* start *
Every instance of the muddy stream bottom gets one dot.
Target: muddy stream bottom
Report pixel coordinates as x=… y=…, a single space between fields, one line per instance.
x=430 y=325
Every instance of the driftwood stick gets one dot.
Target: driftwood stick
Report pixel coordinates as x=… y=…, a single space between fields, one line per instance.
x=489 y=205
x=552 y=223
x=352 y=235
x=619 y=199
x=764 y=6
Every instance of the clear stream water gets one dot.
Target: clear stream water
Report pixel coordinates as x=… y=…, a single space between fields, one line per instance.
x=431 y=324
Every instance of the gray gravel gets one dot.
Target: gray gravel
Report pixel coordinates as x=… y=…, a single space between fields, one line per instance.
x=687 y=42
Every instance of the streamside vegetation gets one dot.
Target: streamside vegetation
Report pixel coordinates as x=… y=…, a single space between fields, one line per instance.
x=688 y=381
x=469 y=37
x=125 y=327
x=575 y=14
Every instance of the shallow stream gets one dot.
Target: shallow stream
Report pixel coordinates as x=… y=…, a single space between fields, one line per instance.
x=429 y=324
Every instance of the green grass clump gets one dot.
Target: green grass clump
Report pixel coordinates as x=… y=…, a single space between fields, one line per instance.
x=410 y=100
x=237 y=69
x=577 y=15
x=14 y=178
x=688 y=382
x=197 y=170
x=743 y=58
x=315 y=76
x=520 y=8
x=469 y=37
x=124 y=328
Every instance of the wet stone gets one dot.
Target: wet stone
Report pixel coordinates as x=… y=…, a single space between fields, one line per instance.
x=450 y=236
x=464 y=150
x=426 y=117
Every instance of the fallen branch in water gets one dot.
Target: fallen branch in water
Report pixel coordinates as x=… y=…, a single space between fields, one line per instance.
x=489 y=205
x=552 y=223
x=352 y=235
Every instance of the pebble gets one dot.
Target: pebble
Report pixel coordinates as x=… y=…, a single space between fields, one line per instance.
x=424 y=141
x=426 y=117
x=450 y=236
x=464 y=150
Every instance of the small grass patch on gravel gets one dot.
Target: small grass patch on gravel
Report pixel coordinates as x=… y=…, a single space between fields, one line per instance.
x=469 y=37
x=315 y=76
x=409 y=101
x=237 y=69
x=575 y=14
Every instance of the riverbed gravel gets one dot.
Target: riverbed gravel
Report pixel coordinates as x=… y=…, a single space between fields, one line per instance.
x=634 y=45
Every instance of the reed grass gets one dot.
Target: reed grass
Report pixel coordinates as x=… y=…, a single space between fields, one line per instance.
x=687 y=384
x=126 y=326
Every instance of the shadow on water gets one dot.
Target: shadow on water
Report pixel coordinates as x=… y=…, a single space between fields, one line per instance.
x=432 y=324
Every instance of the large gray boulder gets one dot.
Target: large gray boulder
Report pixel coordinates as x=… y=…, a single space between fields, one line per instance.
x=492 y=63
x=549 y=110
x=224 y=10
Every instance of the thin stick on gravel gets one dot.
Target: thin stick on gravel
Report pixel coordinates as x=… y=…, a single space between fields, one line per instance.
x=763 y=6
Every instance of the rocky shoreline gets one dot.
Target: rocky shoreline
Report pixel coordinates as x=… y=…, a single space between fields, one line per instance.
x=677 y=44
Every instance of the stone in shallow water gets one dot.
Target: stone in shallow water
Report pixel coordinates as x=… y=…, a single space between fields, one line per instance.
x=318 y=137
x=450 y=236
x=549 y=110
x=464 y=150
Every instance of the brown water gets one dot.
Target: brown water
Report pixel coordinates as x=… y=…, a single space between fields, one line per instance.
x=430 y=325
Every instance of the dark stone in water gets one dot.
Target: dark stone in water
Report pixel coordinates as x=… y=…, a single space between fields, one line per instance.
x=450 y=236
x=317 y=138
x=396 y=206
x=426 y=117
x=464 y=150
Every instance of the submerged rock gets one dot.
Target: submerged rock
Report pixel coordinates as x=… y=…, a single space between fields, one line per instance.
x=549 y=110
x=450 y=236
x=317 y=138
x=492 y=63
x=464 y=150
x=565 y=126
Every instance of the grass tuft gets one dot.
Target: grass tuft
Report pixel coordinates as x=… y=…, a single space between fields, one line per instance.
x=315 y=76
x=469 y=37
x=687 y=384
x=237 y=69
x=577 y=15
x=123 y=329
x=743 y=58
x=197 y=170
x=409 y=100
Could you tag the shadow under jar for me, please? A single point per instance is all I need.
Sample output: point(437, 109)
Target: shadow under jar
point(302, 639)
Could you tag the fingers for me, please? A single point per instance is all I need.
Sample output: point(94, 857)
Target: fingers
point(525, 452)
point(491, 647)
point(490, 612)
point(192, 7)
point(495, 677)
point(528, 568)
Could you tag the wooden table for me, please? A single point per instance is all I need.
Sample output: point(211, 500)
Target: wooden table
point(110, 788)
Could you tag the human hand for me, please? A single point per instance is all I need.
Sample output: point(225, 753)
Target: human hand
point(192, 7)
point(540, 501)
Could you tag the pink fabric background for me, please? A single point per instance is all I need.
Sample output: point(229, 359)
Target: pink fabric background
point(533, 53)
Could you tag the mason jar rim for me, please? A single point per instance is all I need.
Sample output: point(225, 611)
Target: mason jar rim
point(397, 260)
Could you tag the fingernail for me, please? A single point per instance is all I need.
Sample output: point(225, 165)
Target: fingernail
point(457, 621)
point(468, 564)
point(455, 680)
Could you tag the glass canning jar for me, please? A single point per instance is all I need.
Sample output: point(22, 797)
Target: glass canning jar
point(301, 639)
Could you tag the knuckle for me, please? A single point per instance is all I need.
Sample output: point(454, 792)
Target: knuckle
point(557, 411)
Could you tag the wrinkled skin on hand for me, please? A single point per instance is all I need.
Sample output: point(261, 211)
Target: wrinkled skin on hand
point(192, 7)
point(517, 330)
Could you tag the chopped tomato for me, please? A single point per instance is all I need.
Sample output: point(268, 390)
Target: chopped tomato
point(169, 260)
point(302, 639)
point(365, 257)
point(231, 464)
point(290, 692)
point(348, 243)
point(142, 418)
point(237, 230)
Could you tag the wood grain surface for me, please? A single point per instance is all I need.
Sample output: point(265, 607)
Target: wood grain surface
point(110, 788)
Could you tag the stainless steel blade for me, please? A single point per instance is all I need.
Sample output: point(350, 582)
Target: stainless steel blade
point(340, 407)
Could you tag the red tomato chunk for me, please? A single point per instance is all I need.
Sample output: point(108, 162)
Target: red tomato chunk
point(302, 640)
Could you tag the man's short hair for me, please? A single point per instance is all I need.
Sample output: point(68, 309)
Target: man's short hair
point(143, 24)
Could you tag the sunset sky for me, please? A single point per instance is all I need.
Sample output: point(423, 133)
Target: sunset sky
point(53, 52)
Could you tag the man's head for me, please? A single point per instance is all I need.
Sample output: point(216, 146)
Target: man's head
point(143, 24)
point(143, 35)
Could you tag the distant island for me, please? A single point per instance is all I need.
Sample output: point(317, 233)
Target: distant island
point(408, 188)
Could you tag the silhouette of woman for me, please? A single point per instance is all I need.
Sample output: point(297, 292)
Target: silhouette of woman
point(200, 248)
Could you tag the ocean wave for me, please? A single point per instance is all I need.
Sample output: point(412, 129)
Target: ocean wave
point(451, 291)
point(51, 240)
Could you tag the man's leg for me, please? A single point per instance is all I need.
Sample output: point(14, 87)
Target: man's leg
* end *
Reproduce all of the items above line for line, with no changes to their wording.

Every instance of the muddy stream bottom gets one dot.
Target: muddy stream bottom
Report pixel coordinates as x=… y=…, a single space between fields, one line per instance.
x=430 y=325
Every instance of the driftwood stick gets one dot.
Target: driftwood stick
Report pixel coordinates as x=… y=…, a single space between fields, one line per instance.
x=489 y=205
x=552 y=223
x=352 y=235
x=619 y=199
x=764 y=6
Every instance of the clear stream water gets one dot.
Target: clear stream water
Report pixel coordinates as x=… y=…, a single space between fields, one line per instance.
x=431 y=324
Every instance of the gray gravel gets one dot.
Target: gray gravel
Report pixel coordinates as x=… y=…, a single space between fields, one line per instance.
x=687 y=42
Every instance of the streamside vegetation gets one dot.
Target: streamside vegetation
Report pixel coordinates as x=… y=…, a single space between fields, one line per instance.
x=688 y=381
x=469 y=37
x=125 y=327
x=575 y=14
Every instance of the shallow stream gets one dot.
Target: shallow stream
Report pixel coordinates as x=… y=…, a single space between fields, one line per instance.
x=429 y=324
Every instance of the green grass clump gets one dot.
Target: green grass clump
Report pixel coordinates as x=… y=…, a single space between fields, one line per instance.
x=410 y=100
x=237 y=69
x=577 y=15
x=14 y=178
x=688 y=382
x=197 y=170
x=743 y=58
x=315 y=76
x=520 y=8
x=469 y=37
x=124 y=328
Every instance of the wet stone gets one dot.
Target: wet stone
Report pixel coordinates as x=… y=…, a single space between fields, one line per instance.
x=450 y=236
x=464 y=150
x=426 y=117
Every instance of the fallen branch in water gets one dot.
Target: fallen branch in water
Report pixel coordinates as x=… y=…, a single space between fields, one line per instance.
x=489 y=205
x=552 y=223
x=352 y=235
Every instance of the pebble gets one dot.
Target: pebble
Report pixel coordinates as x=… y=…, a single space between fields, one line per instance.
x=424 y=141
x=426 y=117
x=450 y=236
x=464 y=150
Every instance of the small grass patch on gravel gets one dot.
Target: small grass patch on gravel
Report pixel coordinates as x=… y=…, a single space between fields, one line per instance.
x=469 y=37
x=315 y=76
x=409 y=101
x=237 y=69
x=575 y=14
Every instance of the riverbed gravel gets one dot.
Target: riverbed gravel
Report pixel coordinates as x=… y=…, a single space between fields, one line per instance.
x=634 y=45
Every instance of the reed grass gets one dot.
Target: reed grass
Report pixel coordinates as x=… y=…, a single space between fields, one line per instance.
x=687 y=384
x=126 y=326
Every instance of the shadow on water gets one dot.
Target: shadow on water
Report pixel coordinates as x=… y=…, a single space between fields, one line per instance.
x=432 y=324
Every instance of the large gray boulder gets one dot.
Target: large gray boulder
Report pixel coordinates as x=… y=…, a single space between fields, one line per instance.
x=492 y=63
x=549 y=110
x=224 y=10
Every instance of the thin stick on gravel gets one dot.
Target: thin stick on gravel
Report pixel coordinates as x=… y=…, a single space between fields, one line per instance.
x=763 y=6
Every instance of the rocky shoreline gets one dot.
Target: rocky shoreline
Report pixel coordinates as x=… y=…, a single space between fields, one line per instance.
x=677 y=44
Every instance of the stone in shallow water gets one dot.
Target: stone in shallow water
Report pixel coordinates as x=… y=…, a single space between fields, one line per instance.
x=318 y=137
x=450 y=236
x=549 y=110
x=464 y=150
Every instance of the brown water gets one dot.
Target: brown water
Report pixel coordinates as x=… y=…, a single space between fields, one line per instance.
x=430 y=325
Every instance of the dark stone in water gets one dot.
Target: dark stone in water
Report pixel coordinates as x=… y=…, a single space between fields, one line per instance.
x=450 y=236
x=317 y=138
x=396 y=206
x=426 y=117
x=464 y=150
Every instance of the submerged rock gets one dot.
Target: submerged rock
Report pixel coordinates as x=… y=…, a single space between fields, one line per instance.
x=549 y=110
x=450 y=236
x=317 y=138
x=492 y=63
x=464 y=150
x=565 y=126
Every instance of the grass tuft gets one dot.
Target: grass tuft
Report pixel coordinates as x=… y=…, a single space between fields, one line per instance.
x=315 y=76
x=469 y=37
x=687 y=384
x=237 y=69
x=577 y=15
x=123 y=329
x=743 y=58
x=197 y=170
x=409 y=100
Could you tag the shadow under jar for me, please? A single point per instance is all I need.
Sample output: point(437, 109)
Target: shadow under jar
point(302, 639)
Could you tag the fingers for me, please? A single point per instance is all I need.
Sample output: point(94, 857)
Target: fingers
point(525, 452)
point(491, 647)
point(490, 612)
point(192, 7)
point(495, 677)
point(528, 568)
Could you tag the wooden table for me, please? A single point per instance is all I need.
Sample output: point(211, 500)
Target: wooden table
point(110, 788)
Could you tag the human hand for me, please? A single point per instance is all I need.
Sample output: point(225, 753)
Target: human hand
point(192, 7)
point(540, 501)
Could you tag the pink fabric background for me, please? A single point per instance is all I need.
Sample output: point(229, 359)
Target: pink fabric background
point(533, 53)
Could you tag the mason jar rim for me, please? A single point per instance is all I need.
Sample output: point(225, 611)
Target: mason jar rim
point(397, 260)
Could you tag the fingernail for me, please? A single point per instance is all I need.
Sample output: point(225, 165)
Target: fingernail
point(457, 621)
point(468, 564)
point(455, 680)
Could you tag the glass canning jar for me, please? A single point per instance is all I need.
Sample output: point(22, 797)
Target: glass canning jar
point(301, 639)
Could you tag the knuckle for me, please? A single point per instance is all I need.
Sample output: point(454, 792)
Target: knuckle
point(557, 411)
Could you tag the wrinkled skin on hand for me, please? A single point per instance is all I need.
Sample output: point(261, 211)
Target: wrinkled skin on hand
point(192, 7)
point(517, 330)
Could you tag the chopped tomato for me, please? A single point per instance is all I need.
Sample output: point(268, 390)
Target: chopped tomato
point(169, 260)
point(302, 639)
point(365, 257)
point(231, 464)
point(290, 692)
point(348, 243)
point(142, 418)
point(237, 230)
Could you tag the wood grain surface for me, please? A single point per instance is all I need.
Sample output: point(265, 607)
Target: wood grain surface
point(110, 788)
Could you tag the stainless steel blade for me, please? A single point per instance is all I need.
Sample output: point(350, 582)
Target: stainless steel blade
point(340, 407)
Could you tag the red tomato chunk for me, please? A single point per instance is all I need.
Sample output: point(108, 162)
Target: red tomato chunk
point(302, 640)
Could you tag the man's short hair for me, please? A single point per instance is all I need.
Sample output: point(68, 309)
Target: man's short hair
point(143, 24)
Could you tag the sunset sky for me, please? A single point per instance is all I need.
Sample output: point(423, 133)
Target: sunset sky
point(53, 52)
Could you tag the man's head for me, please? A single point per instance is all I need.
Sample output: point(216, 146)
Target: man's head
point(143, 24)
point(143, 35)
Could you tag the distant island for me, please? A single point per instance is all I need.
Sample output: point(317, 233)
Target: distant island
point(408, 188)
Could you tag the silhouette of woman for me, please? A single point per instance is all I need.
Sample output: point(297, 292)
Target: silhouette of woman
point(200, 248)
Could you tag the ocean wave for me, please? A single point per instance is all I need.
Sample output: point(412, 129)
Target: ocean wave
point(451, 291)
point(51, 240)
Could you tag the man's leg for me, please? A single point per instance is all I need.
Sample output: point(14, 87)
Target: man's leg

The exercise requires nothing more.